- [Prompt]
Find the lines in these entries that include the word "green" and state how many there are, with no other words.

○ ○ ○

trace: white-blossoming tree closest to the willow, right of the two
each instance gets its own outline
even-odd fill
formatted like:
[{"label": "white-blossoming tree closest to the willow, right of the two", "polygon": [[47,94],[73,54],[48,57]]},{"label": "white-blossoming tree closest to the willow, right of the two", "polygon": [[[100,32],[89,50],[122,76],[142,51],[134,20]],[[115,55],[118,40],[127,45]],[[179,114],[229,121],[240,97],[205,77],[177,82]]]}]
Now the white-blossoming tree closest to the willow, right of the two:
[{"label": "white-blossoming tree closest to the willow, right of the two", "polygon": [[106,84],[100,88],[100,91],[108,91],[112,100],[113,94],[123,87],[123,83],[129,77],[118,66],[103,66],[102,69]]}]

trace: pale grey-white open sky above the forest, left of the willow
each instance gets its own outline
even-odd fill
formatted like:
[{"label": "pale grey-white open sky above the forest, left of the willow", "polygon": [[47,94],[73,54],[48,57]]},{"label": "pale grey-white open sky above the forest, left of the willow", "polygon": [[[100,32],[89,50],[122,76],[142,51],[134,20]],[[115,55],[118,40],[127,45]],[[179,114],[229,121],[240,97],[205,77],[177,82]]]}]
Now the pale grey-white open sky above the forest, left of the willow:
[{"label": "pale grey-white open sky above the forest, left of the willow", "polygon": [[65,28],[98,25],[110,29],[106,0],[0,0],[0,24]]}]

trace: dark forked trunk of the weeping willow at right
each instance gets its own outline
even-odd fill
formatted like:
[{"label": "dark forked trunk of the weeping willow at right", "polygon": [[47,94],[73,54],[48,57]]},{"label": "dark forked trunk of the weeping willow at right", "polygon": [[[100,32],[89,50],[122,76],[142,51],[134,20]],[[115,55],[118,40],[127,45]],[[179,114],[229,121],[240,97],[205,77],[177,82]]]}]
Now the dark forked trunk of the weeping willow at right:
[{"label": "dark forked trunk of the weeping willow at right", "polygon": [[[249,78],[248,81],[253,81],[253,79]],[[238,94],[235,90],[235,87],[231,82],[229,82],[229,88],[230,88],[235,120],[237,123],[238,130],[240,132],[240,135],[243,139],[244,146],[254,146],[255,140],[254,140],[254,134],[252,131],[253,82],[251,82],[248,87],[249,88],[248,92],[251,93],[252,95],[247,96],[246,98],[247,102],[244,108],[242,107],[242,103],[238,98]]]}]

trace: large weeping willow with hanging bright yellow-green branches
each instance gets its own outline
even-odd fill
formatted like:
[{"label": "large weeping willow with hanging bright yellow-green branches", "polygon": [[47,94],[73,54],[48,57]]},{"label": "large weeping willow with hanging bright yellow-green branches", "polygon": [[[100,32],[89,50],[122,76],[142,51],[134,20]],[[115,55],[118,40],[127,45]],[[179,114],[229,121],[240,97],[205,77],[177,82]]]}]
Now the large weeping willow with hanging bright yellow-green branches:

○ ○ ○

- [Problem solution]
3